PROBLEM TO SOLVE | Find where "positive clicks: (295, 156) (339, 183)" appears in the records below, then return that line and every later line exactly, stopping only at the last line.
-- DATA FOR THE TASK follows --
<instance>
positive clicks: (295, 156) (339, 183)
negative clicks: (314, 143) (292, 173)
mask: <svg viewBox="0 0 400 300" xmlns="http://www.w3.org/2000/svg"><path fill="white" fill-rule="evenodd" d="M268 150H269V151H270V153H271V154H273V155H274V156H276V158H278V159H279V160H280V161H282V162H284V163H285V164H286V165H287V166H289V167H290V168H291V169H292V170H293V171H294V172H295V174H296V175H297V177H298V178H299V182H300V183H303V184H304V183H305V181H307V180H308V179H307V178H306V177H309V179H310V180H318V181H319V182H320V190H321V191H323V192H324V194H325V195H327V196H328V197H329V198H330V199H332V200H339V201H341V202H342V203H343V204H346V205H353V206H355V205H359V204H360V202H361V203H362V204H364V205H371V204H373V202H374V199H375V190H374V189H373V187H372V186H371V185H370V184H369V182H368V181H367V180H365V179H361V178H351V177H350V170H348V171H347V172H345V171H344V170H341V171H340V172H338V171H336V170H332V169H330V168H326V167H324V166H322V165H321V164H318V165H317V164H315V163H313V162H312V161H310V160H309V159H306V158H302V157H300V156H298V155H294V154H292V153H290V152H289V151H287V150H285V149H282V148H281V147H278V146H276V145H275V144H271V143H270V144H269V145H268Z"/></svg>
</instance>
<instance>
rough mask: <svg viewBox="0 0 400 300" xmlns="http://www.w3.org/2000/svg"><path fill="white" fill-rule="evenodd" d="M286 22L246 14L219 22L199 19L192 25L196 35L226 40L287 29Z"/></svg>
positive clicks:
-- DATA FOR THE TASK concluded --
TASK OUTPUT |
positive clicks: (295, 156) (339, 183)
negative clicks: (314, 143) (292, 173)
mask: <svg viewBox="0 0 400 300" xmlns="http://www.w3.org/2000/svg"><path fill="white" fill-rule="evenodd" d="M268 150H269V151H270V153H271V154H273V155H274V156H276V158H278V159H279V160H280V161H282V162H284V163H285V164H286V165H287V166H289V167H290V168H291V169H292V170H293V171H294V172H295V174H296V175H297V177H298V178H299V182H300V183H303V184H304V183H305V181H307V180H308V179H307V178H306V177H309V179H310V180H318V181H319V182H320V190H321V191H323V192H324V194H325V195H327V196H328V197H329V198H330V199H332V200H339V201H341V202H342V203H343V204H346V205H353V206H355V205H359V204H360V202H361V203H362V204H364V205H371V204H373V202H374V199H375V190H374V189H373V187H372V186H371V185H370V184H369V182H368V181H367V180H365V179H361V178H351V177H350V170H348V171H347V172H345V171H344V170H341V171H340V172H338V171H336V170H332V169H330V168H326V167H324V166H322V165H321V164H318V165H317V164H315V163H313V162H312V161H310V160H309V159H306V158H302V157H300V156H298V155H294V154H292V153H290V152H289V151H287V150H285V149H282V148H281V147H278V146H276V145H275V144H271V143H270V144H269V145H268Z"/></svg>
</instance>
<instance>
rough mask: <svg viewBox="0 0 400 300" xmlns="http://www.w3.org/2000/svg"><path fill="white" fill-rule="evenodd" d="M286 22L246 14L219 22L199 19L192 25L196 35L226 40L287 29Z"/></svg>
positive clicks:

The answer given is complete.